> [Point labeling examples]
________________________________________

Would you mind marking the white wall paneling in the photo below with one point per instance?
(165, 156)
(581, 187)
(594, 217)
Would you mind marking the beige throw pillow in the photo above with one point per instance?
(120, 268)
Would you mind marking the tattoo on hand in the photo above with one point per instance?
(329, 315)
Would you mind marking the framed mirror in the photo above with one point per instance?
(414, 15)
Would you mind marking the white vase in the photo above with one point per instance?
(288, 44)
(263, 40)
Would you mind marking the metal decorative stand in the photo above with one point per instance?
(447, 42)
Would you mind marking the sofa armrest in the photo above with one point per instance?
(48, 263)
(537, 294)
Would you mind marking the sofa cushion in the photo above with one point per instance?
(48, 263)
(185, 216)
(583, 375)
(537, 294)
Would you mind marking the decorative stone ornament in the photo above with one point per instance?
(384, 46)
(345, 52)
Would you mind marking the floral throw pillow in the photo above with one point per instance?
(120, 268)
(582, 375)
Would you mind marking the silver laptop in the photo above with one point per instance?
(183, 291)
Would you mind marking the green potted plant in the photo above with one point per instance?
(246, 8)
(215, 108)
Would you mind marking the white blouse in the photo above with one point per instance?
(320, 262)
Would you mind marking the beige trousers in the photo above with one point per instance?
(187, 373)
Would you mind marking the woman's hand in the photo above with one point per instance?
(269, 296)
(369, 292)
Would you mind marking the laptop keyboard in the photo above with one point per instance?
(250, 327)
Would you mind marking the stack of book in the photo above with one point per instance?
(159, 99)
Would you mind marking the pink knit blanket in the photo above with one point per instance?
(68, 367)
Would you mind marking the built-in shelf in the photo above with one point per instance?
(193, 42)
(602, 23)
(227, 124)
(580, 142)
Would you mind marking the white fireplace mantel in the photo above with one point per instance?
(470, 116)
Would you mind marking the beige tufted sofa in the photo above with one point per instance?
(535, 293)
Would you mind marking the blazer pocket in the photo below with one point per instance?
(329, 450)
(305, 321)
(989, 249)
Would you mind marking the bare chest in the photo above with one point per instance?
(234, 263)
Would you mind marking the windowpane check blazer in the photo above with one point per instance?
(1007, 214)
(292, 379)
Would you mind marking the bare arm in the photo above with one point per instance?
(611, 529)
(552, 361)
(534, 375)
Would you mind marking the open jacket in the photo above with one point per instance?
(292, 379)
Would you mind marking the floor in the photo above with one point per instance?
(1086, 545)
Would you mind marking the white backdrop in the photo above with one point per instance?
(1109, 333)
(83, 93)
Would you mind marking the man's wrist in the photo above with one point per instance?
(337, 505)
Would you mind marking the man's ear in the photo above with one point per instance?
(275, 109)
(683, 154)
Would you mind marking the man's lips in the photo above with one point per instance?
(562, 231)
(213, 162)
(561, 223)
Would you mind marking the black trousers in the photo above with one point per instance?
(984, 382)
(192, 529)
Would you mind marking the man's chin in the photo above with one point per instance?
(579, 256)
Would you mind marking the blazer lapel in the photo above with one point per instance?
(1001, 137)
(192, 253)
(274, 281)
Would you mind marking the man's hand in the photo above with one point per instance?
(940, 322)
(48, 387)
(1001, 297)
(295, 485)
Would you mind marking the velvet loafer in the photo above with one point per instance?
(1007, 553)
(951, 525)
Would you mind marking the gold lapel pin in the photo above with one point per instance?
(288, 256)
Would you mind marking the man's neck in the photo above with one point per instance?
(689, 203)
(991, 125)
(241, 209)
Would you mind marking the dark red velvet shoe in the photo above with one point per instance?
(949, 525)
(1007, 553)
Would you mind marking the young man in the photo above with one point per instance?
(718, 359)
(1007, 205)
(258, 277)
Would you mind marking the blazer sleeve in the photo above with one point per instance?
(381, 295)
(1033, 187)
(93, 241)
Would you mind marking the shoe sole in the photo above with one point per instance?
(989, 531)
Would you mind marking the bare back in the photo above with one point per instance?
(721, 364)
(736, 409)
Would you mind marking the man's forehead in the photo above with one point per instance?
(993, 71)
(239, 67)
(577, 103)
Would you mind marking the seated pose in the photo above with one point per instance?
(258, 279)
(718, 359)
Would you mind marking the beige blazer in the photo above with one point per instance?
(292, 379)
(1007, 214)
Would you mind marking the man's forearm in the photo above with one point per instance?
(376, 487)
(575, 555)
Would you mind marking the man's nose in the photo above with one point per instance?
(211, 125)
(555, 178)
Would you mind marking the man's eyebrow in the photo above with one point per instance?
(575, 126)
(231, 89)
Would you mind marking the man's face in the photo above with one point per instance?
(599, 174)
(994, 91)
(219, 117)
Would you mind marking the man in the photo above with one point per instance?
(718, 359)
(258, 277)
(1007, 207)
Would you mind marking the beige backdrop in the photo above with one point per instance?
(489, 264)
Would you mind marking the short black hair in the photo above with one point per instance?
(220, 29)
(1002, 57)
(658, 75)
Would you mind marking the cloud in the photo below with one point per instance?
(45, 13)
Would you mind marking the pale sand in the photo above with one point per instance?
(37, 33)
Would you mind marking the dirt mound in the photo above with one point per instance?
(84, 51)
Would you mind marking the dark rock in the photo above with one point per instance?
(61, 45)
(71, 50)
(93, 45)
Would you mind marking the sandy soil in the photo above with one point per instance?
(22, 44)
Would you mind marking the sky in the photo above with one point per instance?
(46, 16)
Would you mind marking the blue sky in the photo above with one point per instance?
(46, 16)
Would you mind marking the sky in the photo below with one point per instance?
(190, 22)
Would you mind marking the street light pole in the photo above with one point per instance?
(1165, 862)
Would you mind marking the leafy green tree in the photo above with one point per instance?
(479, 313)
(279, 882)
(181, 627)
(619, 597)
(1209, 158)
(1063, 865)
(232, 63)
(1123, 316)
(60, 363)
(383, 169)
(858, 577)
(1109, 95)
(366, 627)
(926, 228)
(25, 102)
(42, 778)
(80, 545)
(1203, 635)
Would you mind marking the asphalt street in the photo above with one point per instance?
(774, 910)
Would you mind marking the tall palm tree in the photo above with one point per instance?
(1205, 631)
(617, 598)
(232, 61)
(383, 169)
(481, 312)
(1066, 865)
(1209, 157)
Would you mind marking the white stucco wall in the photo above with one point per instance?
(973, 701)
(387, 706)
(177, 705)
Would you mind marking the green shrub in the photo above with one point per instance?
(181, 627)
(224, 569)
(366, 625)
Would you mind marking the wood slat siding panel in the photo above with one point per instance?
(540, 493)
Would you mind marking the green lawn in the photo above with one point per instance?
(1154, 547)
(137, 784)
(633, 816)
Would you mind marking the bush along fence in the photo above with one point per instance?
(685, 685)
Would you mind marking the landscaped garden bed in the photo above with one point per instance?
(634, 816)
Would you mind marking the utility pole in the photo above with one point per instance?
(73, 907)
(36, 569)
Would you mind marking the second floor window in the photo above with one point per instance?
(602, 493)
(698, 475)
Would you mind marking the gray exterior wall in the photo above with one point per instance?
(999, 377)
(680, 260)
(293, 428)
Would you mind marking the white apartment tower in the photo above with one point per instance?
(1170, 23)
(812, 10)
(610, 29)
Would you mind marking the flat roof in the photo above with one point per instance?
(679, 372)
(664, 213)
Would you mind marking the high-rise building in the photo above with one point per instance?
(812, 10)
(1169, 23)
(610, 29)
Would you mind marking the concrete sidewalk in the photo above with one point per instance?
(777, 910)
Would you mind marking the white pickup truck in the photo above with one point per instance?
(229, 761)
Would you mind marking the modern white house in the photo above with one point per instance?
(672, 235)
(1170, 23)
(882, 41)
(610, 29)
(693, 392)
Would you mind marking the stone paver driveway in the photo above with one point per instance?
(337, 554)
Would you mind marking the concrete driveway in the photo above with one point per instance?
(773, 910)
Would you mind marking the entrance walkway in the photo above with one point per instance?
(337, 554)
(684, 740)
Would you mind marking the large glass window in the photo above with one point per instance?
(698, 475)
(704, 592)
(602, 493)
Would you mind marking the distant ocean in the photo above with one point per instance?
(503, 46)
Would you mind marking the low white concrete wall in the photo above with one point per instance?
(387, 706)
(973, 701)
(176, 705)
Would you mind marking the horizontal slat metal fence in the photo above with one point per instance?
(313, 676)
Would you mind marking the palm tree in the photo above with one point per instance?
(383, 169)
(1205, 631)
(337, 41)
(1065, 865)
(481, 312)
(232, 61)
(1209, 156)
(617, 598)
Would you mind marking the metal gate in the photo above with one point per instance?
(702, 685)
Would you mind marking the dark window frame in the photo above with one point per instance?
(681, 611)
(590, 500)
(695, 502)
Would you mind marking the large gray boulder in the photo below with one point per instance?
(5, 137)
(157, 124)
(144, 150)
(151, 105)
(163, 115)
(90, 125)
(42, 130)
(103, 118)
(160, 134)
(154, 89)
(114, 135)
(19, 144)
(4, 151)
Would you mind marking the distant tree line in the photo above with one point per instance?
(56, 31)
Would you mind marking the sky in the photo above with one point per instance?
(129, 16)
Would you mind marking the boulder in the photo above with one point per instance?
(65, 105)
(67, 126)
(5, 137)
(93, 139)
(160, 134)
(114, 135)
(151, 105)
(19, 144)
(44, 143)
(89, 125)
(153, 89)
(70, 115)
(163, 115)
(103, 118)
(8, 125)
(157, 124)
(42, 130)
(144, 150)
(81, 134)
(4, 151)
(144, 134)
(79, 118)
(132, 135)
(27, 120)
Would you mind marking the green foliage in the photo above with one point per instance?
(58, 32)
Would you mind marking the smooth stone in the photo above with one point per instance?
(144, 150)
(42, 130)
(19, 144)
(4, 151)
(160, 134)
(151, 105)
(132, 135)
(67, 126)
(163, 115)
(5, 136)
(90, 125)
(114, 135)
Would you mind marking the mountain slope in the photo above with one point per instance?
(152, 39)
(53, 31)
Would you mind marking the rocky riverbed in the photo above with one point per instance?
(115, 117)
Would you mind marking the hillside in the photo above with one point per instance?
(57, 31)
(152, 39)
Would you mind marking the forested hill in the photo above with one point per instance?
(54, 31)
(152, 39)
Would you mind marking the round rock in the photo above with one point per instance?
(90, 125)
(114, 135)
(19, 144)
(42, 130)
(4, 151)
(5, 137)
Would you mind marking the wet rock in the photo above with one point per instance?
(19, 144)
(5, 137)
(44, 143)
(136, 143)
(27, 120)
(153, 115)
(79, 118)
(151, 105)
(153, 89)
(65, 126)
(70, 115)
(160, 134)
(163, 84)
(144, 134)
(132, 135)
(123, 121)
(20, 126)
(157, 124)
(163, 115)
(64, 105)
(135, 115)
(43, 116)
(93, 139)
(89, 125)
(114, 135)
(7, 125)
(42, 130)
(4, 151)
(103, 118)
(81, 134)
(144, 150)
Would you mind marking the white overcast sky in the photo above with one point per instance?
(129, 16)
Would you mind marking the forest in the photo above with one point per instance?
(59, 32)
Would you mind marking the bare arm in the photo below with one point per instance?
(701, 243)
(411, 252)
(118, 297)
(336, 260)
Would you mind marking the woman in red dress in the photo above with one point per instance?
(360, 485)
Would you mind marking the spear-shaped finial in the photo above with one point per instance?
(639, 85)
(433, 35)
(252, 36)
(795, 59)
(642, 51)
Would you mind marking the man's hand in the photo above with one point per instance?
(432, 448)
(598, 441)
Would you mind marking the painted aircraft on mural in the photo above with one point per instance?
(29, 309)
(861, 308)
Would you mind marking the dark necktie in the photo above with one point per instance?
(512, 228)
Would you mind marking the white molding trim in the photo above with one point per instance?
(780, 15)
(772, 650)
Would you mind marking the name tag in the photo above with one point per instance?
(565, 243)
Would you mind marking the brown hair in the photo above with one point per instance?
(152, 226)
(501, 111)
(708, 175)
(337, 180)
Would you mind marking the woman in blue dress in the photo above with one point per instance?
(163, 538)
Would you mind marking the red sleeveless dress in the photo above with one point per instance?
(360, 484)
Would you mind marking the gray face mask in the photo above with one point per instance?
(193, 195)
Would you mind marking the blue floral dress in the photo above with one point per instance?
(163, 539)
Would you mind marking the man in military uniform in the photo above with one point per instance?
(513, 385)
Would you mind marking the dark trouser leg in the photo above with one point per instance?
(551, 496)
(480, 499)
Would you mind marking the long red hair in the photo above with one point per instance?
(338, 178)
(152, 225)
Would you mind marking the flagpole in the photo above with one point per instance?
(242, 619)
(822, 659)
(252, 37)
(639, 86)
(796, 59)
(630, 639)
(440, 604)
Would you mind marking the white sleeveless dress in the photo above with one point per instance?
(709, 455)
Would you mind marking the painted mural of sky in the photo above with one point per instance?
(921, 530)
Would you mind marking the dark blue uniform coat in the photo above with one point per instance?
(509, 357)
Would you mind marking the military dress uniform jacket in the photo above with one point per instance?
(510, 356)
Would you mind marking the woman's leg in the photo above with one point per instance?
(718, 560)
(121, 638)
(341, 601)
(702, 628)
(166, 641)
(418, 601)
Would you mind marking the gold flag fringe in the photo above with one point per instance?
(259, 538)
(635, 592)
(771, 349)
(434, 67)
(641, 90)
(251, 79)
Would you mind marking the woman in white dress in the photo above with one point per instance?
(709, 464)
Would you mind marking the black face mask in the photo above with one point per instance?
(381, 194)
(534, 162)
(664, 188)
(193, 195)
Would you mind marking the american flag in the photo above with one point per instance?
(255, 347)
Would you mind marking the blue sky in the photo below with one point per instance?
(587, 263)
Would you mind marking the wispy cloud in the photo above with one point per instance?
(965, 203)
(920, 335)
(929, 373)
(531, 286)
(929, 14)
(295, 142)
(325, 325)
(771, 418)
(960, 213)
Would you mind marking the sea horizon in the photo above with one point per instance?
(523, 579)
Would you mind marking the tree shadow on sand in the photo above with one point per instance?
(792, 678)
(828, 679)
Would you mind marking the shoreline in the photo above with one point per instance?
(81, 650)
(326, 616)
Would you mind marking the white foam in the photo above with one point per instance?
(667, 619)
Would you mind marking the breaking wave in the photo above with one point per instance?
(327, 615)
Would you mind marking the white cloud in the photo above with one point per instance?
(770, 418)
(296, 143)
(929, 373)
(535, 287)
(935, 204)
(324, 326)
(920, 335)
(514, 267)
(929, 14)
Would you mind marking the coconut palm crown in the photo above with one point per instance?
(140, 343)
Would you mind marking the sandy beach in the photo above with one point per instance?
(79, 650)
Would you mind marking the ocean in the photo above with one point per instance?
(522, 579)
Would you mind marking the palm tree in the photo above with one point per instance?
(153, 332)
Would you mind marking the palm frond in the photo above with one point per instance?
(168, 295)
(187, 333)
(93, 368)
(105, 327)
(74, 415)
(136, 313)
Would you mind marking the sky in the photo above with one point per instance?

________________________________________

> [What you have to do]
Quote verbatim the line containing "Would you mind marking the sandy beach" and every line after it through the end of the records above.

> [Response to the exercise]
Would you mind marking the sandy beach in the photo above with one point per instance?
(79, 650)
Would you mind marking the ocean in the photo above with one point per instance?
(522, 579)
Would you mind marking the palm tree in the photo above with one point per instance?
(153, 332)
Would you mind marking the palm frond in the photo above with one point per instance?
(168, 295)
(187, 333)
(93, 368)
(105, 327)
(74, 415)
(136, 313)
Would you mind marking the sky in the photo above with one point per instance?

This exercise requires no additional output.